#### [Prompt]
Tally up the lines below that contain the word "query" and give the total alone.

#### [Dataset excerpts]

-- -- --

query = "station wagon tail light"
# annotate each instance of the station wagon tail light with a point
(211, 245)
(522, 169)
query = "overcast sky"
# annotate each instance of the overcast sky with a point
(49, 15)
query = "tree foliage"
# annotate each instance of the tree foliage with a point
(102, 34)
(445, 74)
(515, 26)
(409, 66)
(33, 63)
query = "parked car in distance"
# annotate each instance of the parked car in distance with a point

-- -- --

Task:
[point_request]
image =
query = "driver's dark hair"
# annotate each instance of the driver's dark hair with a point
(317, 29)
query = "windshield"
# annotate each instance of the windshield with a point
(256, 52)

-- -- --

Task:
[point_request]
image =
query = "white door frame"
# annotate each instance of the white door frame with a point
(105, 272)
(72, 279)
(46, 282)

-- -- --

#### [Solution to the exercise]
7